** Excerpted text **

The desire to garden like this might come from the natural world but the inspiration really comes from seeing it done in other gardens - for me the woodland plantings at Knightshayes Court, seen on a wet spring day with hardly any other visitors around many years ago, and closer to home, Beth Chatto's garden near to Colchester. Two gardens with very contrasting climates and situations but with equally wonderful mixes of woodland plants making that seamless tapestry which is a feature of all great gardens, large or small. Gardening like this takes time and knowledge: it can't be hurried. It is to do with tuning in to place and plants, and to sharing this with others. Well our garden can hardly compare with these two but hopefully has learnt something from them.
These two pictures show what we are aiming for: natural when viewed from a distance but with that detail of varying snowdrop cultivars and other woodlanders when viewed close-up.
But what of the detail? The eye has that subtlety of gaze that picks out the smallest of differences but also always looks for novelty. This works at the level of an individual genus such as Galanthus as much as it does in a broader botanical way. For the purist the natural species of Galanthus will have greatest relevance, as studied closely by Aaron Davis in his Kew Monograph. For the gardener growing the species results in hybridisation and more and more variation from seed and that discriminating eye sets out on a whole new way of classification as described in 'A Monograph of Cultivated Galanthus' written by Matt Bishop, Aaron Davis and John Grimshaw. To look at the burgeoning variety of snowdrops that appear on the SRGC Forum each winter is to see on ongoing lesson in genetics and horticultural fascination a little apart from making a garden.
These are some examples from our garden this winter. Their diversity appeals so much because unlike many alpines that undeniably need considerable care and cosseting - and admiration of their beauty at Shows and under cover - snowdrops are good garden plants and fit into the garden scene, and suit the British climate, in the same way as that even more diverse genus Narcissus.
'Ivy Cottage Green Tips'
(a very nice short form of G. elwesii that like many snowdrops with green outer markings, as often as not lacks these!)
(a bold and short cultivar in the same tradition as 'Mighty Atom' and 'Imbolc'. Very striking garden plant for its large and short stemmed flowers held only a few inches above the ground)
(one of those snowdrops - like the next - which expands the whole concept of the genus and perhaps encapsulates something of Galanthomania. A kind gift from John Finch)
(so far unnamed derivative of 'Trym' which has occurred amongst a number of other similar progeny in our garden. A snowdrop turning into a 'snowflake')
Galanthus nivalis Sandersii Group
(that small and finicky little variant of nivalis that somehow sets the pulse racing despite being slow and difficult to cultivate and hardly a good garden plant. This certainly grows better with us in a raised high-humus bed as often recommended, hardly increasing at all in the garden itself)
(one of the showiest and most striking of all cultivars in our garden - tall, well proportioned, with flowers that open widely in full sun and often have additional petals, as the second picture illustrates)
(a great classic in the world of snowdrops where foliage makes a feature as much as the flowers, but the flowers themselves in substance and form remain deeply charming with their puckered and globose appearance which has led the famous cultivar 'Diggory' to be even more admired)
A random few out of many snowdrops and there is no doubt that we will be growing more and more in years to come for reasons that are not difficult to understand, and primarily because they make the winter garden extraordinarily beautiful and fascinating in ways that no other plants can.

** Parts of the exercise **
1. Edit the snowdrop text by giving it again starting at "(one of the" and ending at "even more admired)", with "charming" changed to "appealing".
2. Answer these questions from the snowdrop text.
(a) Whose garden near Colchester is named as an inspiration?
(b) Who wrote 'A Monograph of Cultivated Galanthus'?
(c) In what kind of bed does Galanthus nivalis Sandersii Group grow better?

(Stored entries)

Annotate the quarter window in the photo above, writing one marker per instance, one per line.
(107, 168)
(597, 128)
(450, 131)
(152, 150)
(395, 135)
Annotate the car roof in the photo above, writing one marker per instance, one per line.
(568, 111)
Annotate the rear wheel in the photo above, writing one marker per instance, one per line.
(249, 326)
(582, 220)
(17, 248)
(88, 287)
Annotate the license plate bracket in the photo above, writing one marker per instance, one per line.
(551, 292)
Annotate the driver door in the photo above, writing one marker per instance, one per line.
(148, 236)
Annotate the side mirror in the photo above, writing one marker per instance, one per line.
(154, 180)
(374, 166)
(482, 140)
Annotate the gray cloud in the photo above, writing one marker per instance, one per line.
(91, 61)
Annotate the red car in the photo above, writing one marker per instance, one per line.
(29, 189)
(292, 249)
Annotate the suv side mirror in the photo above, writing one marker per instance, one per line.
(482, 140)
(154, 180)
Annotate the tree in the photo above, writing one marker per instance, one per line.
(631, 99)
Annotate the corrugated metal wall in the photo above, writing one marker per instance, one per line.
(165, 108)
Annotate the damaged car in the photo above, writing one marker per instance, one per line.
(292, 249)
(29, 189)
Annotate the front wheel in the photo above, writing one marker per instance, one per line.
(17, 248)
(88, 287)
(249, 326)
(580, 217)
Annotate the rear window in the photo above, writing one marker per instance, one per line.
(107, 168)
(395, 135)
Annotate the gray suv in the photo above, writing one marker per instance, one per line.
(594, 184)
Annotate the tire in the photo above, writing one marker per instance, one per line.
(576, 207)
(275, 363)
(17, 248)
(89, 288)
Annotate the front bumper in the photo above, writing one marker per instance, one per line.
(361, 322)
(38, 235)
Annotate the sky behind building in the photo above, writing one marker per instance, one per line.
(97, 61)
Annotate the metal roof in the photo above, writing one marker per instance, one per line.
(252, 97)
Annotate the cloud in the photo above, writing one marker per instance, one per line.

** Task-by-task answers **
1.
(one of the showiest and most striking of all cultivars in our garden - tall, well proportioned, with flowers that open widely in full sun and often have additional petals, as the second picture illustrates)
(a great classic in the world of snowdrops where foliage makes a feature as much as the flowers, but the flowers themselves in substance and form remain deeply appealing with their puckered and globose appearance which has led the famous cultivar 'Diggory' to be even more admired)

2.
(a) Beth Chatto's
(b) Matt Bishop, Aaron Davis and John Grimshaw
(c) A raised high-humus bed